• [WHAT TO PRODUCE]: Starting from the line containing "[mark] letters lerz", give again every line through the end of the entries, word for word. Pictures stay out of the copy.

• [DATA EXTRACT]:
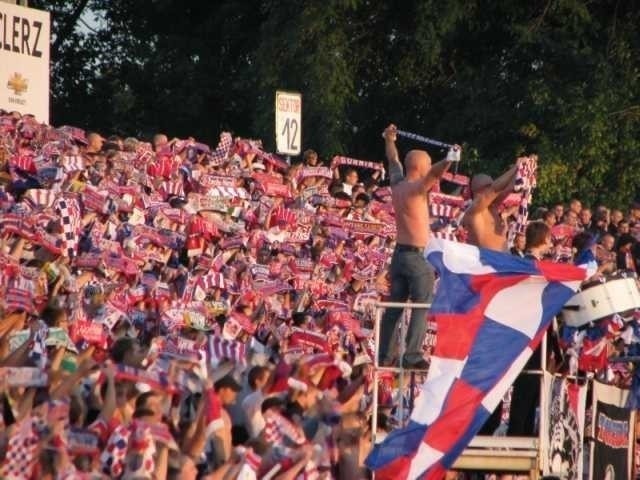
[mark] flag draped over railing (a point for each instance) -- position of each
(492, 310)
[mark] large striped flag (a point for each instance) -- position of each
(492, 310)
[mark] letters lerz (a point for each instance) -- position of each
(20, 35)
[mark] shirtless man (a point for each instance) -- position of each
(486, 227)
(411, 276)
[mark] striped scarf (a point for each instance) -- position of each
(221, 152)
(68, 211)
(219, 349)
(21, 457)
(524, 184)
(278, 428)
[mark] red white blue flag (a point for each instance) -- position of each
(492, 310)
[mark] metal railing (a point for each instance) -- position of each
(380, 307)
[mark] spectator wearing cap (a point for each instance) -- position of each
(549, 218)
(599, 225)
(626, 243)
(310, 158)
(575, 206)
(519, 244)
(257, 378)
(616, 217)
(634, 212)
(585, 216)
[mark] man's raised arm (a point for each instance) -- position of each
(396, 173)
(439, 168)
(498, 190)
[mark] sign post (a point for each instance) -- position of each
(24, 60)
(288, 123)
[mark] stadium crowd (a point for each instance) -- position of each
(175, 311)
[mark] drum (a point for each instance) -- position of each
(617, 293)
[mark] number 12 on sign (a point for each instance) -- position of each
(288, 123)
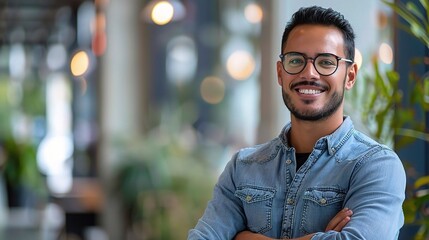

• [ANSWER BELOW]:
[mark] letters lerz (a point for each instance) -- position of each
(20, 35)
[mark] shirtless man (a point for each instance) -- position of each
(486, 227)
(411, 276)
[mark] striped scarf (a point for each instance) -- position of each
(221, 152)
(68, 211)
(219, 349)
(21, 457)
(524, 184)
(278, 428)
[mark] red white blue flag (a point for each instance) -- position of each
(492, 310)
[mark] metal railing (a point for each instance) -- position of each
(380, 307)
[mark] spectator wearing cap (a point for each instance) -- position of each
(549, 218)
(599, 225)
(626, 243)
(310, 158)
(575, 206)
(519, 244)
(257, 378)
(616, 217)
(634, 212)
(585, 216)
[mark] man's raised arm (a point for each instance) -- position of each
(396, 173)
(439, 168)
(498, 190)
[mark] sign post (a point for each instance) -- position of each
(24, 60)
(288, 123)
[mark] stadium crowd (a point for each instance) -- position of each
(175, 311)
[mark] drum (a point for each instance) -- position of each
(617, 293)
[mark] number 12 on sign (a point for each instance) -- position of each
(288, 123)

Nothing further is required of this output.